Il capitale, aumentando la concorrenza sia in “patria” che nel mercato mondiale, ha bisogno di una manodopera salariata sempre più FLESSIBILE, sempre più SFRUTTABILE a seconda delle esigenze imposte dalla concorrenza nel mercato. La flessibilità  di cui parlano padroni, politici e sindacalisti, si traduce inevitabilmente in precarietà del lavoro e in insicurezza della vita quotidiana. A questa legge non possono sfuggire né i capitalisti di destra né i capitalisti di sinistra: entrambi sono interessati a far sì che i profitti del capitale siano certi, e la difesa della certezza dei profitti comporta l’incertezza del lavoro e del salario per masse più o meno estese di lavoratori a seconda della situazione generale dal punto di vista economico.

Il centro-destra si dipinge come più liberalista, “meno Stato, più mercato” è il loro slogan. Il centro-sinistra si dipinge come più equilibrato, ossia “Stato + mercato”, chiedendo allo Stato un costante intervento equilibratore delle contraddizioni sociali. Entrambi, però, non sfuggono al fatto che lo Stato borghese sia il comitato d’affari dei capitalisti, cioè al fatto che gli interessi generali dei capitalisti (e non di alcune lobby contro altre) possono essere efficacemente difesi solo da una centralizzazione statale; e per la difesa degli interessi generali dei capitalisti vanno comprese anche le spese per alimentare e ottenere il consenso sociale, sia che si tratti di riforme e di interventi che vanno a tacitare qualche  richiesta degli imprenditori e della piccola borghesia, sia che si tratti di concedere degli aumenti di stipendio ai magistrati e ai parlamentari, sia che si tratti di accogliere, anche se solo parzialmente, le richieste di aumento nei contratti del pubblico impiego. Il debito pubblico è la voce più importante del bilancio dello Stato borghese, e il suo aumento è dovuto in genere alle spese che lo Stato borghese si accolla al posto dei singoli capitalisti. E’ anche per questo che lo Stato non ha mai soldi sufficienti, ad esempio, per elargire salari o sussidi di disoccupazione decorosi.

ISTRUZIONI DI LAVORO: Trascrivi senza cambiare nulla il pezzo del brano su capitale e Stato che comincia con "Il capitale, aumentando" e finisce con "di vista economico.".

RIGHE:
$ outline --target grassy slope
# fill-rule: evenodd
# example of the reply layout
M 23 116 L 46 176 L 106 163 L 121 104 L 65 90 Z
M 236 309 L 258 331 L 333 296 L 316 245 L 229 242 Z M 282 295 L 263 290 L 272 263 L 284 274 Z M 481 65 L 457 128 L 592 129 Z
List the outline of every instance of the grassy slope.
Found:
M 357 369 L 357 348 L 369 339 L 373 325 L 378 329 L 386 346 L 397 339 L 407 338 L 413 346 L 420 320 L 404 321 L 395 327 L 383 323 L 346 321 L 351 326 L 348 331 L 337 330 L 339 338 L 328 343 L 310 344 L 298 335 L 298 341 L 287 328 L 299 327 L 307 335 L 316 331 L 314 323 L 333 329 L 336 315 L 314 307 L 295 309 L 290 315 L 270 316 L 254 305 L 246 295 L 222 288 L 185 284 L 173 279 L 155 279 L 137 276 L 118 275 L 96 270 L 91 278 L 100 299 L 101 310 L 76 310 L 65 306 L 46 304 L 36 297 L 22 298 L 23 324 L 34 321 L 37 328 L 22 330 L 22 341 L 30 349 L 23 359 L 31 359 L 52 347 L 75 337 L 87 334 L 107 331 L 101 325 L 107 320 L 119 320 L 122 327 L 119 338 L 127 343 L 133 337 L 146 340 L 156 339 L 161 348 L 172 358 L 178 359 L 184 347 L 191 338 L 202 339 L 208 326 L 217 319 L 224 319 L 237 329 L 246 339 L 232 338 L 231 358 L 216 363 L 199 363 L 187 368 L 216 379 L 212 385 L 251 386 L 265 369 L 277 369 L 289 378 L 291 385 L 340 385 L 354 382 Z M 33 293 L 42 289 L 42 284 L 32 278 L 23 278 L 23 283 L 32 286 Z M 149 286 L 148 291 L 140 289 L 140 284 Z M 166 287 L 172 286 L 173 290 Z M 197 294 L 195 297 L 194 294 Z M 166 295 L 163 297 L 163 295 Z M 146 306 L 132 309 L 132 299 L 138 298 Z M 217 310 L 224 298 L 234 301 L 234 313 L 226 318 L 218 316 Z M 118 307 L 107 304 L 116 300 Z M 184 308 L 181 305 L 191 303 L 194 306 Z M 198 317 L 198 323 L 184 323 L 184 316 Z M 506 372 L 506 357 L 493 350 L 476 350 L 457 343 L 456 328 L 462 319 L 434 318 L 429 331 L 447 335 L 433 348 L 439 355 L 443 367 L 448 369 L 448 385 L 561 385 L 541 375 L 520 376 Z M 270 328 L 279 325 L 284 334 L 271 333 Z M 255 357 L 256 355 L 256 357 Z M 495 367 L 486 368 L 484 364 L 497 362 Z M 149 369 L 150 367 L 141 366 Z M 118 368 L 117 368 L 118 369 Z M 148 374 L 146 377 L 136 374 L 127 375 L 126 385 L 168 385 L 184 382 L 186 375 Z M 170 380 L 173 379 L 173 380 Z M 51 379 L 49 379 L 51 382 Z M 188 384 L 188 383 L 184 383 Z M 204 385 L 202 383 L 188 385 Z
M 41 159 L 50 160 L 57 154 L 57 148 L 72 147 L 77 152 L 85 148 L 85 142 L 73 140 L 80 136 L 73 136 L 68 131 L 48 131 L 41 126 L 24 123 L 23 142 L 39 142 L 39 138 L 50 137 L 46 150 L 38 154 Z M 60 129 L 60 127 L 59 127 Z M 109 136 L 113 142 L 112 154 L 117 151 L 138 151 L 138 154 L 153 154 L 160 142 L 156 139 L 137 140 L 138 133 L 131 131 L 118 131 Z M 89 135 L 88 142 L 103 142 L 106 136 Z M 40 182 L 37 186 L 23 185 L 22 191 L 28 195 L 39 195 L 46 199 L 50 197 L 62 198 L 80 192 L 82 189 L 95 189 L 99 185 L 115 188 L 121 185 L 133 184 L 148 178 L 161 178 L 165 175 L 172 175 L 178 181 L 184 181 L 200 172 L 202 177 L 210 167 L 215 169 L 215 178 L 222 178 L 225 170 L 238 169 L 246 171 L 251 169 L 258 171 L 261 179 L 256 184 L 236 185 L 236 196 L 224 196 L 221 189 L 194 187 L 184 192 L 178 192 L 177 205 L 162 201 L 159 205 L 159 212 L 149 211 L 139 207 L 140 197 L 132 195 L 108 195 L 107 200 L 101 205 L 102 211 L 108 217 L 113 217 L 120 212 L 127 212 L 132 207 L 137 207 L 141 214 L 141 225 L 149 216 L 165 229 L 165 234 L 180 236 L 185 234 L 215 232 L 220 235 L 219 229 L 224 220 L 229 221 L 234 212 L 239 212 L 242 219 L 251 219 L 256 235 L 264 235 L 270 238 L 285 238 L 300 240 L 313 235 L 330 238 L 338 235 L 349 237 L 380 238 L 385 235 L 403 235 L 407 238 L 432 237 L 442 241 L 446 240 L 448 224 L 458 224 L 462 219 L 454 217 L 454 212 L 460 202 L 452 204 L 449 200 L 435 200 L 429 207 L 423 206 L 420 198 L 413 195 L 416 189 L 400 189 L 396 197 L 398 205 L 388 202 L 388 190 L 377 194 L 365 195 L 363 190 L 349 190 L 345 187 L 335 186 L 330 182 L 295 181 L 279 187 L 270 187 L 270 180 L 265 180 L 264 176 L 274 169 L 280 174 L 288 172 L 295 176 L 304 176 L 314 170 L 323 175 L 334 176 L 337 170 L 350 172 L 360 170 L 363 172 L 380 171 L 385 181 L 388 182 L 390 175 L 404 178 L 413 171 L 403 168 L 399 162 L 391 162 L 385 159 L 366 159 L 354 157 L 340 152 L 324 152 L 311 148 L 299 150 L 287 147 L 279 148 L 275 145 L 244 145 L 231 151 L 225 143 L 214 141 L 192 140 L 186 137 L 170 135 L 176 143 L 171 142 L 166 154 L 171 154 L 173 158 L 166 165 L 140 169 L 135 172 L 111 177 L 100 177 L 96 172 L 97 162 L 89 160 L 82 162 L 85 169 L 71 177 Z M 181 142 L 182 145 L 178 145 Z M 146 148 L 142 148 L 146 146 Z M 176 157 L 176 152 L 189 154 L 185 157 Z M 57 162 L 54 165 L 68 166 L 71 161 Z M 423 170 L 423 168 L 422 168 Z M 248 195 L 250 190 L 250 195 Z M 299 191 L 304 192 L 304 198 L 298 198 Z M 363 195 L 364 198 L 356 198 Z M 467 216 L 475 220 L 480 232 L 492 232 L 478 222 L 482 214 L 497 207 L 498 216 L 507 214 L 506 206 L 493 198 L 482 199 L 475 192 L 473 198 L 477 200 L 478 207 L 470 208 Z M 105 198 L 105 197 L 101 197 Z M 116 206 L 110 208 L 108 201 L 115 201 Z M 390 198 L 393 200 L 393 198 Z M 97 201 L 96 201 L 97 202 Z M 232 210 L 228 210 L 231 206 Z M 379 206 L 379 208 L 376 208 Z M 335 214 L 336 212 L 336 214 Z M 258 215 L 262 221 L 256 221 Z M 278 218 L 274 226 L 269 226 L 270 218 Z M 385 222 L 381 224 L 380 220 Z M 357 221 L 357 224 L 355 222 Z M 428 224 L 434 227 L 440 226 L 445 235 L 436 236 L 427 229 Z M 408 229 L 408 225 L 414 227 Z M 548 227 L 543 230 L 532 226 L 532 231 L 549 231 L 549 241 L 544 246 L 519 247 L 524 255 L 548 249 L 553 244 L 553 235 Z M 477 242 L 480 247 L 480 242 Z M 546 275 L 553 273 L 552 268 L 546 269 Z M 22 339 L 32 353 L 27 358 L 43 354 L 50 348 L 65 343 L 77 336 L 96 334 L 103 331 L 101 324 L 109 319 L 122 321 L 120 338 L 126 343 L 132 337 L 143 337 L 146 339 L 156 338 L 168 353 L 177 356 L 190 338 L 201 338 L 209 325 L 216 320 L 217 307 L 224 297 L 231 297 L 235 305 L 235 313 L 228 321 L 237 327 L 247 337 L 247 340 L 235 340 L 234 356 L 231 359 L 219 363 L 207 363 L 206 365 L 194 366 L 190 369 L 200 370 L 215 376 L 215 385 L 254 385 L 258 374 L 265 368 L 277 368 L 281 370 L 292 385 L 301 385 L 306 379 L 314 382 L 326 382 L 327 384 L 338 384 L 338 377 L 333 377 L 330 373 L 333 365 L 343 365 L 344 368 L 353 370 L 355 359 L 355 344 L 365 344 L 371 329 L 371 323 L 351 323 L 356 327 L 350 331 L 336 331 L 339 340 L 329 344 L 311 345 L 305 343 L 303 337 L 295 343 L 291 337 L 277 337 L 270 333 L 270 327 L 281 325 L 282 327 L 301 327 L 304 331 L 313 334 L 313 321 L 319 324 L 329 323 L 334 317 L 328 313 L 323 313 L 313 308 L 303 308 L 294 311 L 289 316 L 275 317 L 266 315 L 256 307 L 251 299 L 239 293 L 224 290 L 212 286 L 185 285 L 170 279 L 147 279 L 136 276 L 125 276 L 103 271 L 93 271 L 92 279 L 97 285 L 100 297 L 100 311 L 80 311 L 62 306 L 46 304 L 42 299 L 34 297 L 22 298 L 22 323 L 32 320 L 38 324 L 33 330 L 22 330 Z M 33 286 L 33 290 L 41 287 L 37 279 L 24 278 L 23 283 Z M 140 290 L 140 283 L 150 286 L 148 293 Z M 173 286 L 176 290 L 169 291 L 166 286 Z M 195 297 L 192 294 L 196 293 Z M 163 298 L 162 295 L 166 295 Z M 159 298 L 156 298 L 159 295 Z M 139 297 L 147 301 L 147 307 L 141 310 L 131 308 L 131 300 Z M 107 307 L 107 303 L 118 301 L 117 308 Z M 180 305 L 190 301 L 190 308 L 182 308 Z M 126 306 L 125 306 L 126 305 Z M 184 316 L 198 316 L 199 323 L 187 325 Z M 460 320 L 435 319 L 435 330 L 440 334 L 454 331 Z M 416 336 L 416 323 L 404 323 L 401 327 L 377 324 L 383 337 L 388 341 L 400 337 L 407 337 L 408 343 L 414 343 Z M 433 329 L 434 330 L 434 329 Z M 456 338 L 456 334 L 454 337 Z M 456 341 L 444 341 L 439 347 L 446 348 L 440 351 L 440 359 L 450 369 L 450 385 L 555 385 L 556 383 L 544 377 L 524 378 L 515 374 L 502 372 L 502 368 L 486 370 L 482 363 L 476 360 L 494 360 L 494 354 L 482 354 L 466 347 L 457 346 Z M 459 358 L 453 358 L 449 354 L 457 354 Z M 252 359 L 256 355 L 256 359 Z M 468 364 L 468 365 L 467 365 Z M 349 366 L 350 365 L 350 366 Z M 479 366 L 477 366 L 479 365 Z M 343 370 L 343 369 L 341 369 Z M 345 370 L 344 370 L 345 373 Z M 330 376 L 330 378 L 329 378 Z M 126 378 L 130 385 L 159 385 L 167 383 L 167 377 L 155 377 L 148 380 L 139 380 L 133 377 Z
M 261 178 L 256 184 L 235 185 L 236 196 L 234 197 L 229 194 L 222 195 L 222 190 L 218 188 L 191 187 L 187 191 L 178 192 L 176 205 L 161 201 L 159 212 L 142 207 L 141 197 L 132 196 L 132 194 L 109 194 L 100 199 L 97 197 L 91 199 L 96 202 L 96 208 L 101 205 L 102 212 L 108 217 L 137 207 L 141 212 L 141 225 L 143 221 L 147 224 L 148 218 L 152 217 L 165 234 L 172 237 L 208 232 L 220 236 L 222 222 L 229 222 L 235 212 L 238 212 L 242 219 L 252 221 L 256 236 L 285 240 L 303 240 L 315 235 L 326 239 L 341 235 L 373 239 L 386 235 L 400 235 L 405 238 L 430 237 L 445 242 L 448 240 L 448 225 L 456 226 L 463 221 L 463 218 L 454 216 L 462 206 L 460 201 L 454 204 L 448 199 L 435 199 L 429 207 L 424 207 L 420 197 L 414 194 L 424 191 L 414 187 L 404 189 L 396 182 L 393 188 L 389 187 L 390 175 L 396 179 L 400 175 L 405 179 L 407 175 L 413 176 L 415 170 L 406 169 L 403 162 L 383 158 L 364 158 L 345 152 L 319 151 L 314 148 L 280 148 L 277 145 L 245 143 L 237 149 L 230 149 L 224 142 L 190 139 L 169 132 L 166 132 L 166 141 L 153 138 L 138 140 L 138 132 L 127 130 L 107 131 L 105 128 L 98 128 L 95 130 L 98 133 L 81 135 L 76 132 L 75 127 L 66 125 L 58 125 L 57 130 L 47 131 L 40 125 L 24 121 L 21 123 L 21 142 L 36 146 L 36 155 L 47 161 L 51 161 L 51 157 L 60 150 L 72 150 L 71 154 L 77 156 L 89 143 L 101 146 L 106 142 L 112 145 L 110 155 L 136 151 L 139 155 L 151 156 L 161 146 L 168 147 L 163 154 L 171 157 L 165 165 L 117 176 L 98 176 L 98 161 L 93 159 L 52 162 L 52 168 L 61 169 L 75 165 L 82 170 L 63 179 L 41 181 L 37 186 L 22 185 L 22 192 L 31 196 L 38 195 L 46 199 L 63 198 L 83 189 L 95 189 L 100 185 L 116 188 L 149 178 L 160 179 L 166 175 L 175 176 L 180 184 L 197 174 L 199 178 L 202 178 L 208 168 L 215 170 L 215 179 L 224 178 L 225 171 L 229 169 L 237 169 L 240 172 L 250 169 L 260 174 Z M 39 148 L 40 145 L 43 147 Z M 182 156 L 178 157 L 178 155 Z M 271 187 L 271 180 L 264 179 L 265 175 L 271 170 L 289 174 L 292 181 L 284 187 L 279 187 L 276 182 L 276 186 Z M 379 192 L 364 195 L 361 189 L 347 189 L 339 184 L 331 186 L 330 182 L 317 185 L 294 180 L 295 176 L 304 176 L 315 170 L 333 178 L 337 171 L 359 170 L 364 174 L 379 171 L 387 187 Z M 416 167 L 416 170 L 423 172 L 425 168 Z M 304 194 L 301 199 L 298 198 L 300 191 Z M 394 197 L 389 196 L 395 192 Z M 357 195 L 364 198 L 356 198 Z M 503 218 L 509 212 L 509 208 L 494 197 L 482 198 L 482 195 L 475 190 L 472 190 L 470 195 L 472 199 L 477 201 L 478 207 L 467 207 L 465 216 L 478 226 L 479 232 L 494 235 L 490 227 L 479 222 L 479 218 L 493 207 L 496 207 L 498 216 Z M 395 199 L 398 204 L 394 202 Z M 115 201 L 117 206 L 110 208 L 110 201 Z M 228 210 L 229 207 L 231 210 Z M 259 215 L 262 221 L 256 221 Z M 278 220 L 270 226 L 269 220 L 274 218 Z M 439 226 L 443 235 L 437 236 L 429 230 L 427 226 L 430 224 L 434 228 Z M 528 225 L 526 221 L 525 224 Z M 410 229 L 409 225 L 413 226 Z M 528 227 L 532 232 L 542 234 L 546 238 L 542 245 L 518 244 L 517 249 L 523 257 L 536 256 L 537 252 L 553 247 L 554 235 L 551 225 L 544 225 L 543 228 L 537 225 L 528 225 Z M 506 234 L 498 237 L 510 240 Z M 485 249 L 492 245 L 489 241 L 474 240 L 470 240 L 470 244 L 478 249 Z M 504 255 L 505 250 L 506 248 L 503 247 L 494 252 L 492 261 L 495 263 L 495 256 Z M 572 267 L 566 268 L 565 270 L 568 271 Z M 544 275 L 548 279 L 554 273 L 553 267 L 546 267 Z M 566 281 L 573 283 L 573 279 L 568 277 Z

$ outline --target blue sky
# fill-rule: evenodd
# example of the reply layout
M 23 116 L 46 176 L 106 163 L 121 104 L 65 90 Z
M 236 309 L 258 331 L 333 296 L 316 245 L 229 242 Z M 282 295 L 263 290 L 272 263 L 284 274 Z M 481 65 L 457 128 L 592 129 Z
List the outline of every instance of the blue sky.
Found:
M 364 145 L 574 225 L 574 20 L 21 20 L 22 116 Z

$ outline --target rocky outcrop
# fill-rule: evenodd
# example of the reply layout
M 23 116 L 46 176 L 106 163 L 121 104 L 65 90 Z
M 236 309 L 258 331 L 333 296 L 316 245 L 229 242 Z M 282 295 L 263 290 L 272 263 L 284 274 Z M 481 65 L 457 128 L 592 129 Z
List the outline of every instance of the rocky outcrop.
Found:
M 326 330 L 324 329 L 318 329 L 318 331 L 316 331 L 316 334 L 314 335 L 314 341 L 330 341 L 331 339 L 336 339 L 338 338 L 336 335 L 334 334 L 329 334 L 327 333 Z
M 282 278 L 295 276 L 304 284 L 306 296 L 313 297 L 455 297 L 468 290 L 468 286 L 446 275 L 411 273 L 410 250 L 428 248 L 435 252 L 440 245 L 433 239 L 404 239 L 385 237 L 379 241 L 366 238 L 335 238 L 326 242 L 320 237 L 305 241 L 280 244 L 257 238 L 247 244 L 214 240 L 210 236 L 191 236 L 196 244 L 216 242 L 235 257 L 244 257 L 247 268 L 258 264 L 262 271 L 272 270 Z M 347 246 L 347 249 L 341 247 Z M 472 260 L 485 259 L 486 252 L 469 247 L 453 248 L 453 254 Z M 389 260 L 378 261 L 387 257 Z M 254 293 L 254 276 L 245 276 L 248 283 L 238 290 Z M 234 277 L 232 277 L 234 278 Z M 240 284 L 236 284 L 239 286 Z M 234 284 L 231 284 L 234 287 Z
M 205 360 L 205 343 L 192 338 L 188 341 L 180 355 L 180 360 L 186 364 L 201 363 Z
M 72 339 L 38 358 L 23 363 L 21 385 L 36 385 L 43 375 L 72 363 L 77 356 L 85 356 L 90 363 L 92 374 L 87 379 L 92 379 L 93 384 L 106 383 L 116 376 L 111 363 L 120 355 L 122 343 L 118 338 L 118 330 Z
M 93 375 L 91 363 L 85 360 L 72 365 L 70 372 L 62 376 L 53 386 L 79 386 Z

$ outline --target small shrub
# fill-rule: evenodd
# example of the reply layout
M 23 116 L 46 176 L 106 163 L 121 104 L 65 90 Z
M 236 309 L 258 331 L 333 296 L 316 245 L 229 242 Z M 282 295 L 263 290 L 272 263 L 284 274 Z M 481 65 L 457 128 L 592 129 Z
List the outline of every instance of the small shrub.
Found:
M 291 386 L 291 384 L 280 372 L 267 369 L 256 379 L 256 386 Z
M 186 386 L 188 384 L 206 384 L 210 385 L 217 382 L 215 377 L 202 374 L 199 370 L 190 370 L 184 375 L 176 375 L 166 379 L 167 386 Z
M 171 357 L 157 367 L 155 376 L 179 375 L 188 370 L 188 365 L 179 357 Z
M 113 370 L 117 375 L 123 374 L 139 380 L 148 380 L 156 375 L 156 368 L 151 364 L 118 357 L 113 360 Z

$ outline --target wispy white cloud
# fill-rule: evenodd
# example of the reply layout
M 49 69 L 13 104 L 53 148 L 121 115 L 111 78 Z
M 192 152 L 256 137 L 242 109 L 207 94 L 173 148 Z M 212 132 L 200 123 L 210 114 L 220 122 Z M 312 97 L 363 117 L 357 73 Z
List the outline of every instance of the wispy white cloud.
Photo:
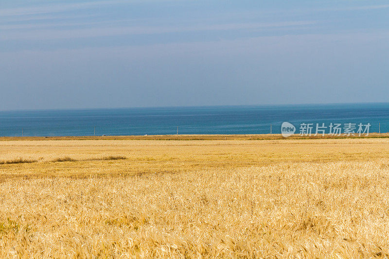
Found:
M 0 40 L 50 40 L 81 38 L 93 37 L 113 36 L 124 35 L 159 34 L 163 33 L 185 33 L 209 31 L 230 31 L 244 29 L 256 30 L 270 28 L 293 27 L 315 24 L 315 21 L 292 21 L 273 23 L 227 23 L 205 24 L 186 26 L 127 26 L 96 27 L 84 29 L 40 30 L 17 32 L 10 31 L 0 35 Z M 76 24 L 73 24 L 76 25 Z M 26 29 L 29 29 L 29 25 Z M 3 29 L 11 29 L 4 25 Z M 10 25 L 9 26 L 13 26 Z M 19 27 L 21 28 L 22 27 Z
M 46 4 L 40 6 L 30 6 L 6 8 L 0 10 L 0 16 L 23 16 L 60 13 L 75 9 L 88 9 L 104 5 L 124 4 L 147 2 L 170 1 L 172 0 L 106 0 L 77 3 L 62 3 L 57 4 Z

SVOLGIMENTO:
Il capitale, aumentando la concorrenza sia in “patria” che nel mercato mondiale, ha bisogno di una manodopera salariata sempre più FLESSIBILE, sempre più SFRUTTABILE a seconda delle esigenze imposte dalla concorrenza nel mercato. La flessibilità  di cui parlano padroni, politici e sindacalisti, si traduce inevitabilmente in precarietà del lavoro e in insicurezza della vita quotidiana. A questa legge non possono sfuggire né i capitalisti di destra né i capitalisti di sinistra: entrambi sono interessati a far sì che i profitti del capitale siano certi, e la difesa della certezza dei profitti comporta l’incertezza del lavoro e del salario per masse più o meno estese di lavoratori a seconda della situazione generale dal punto di vista economico.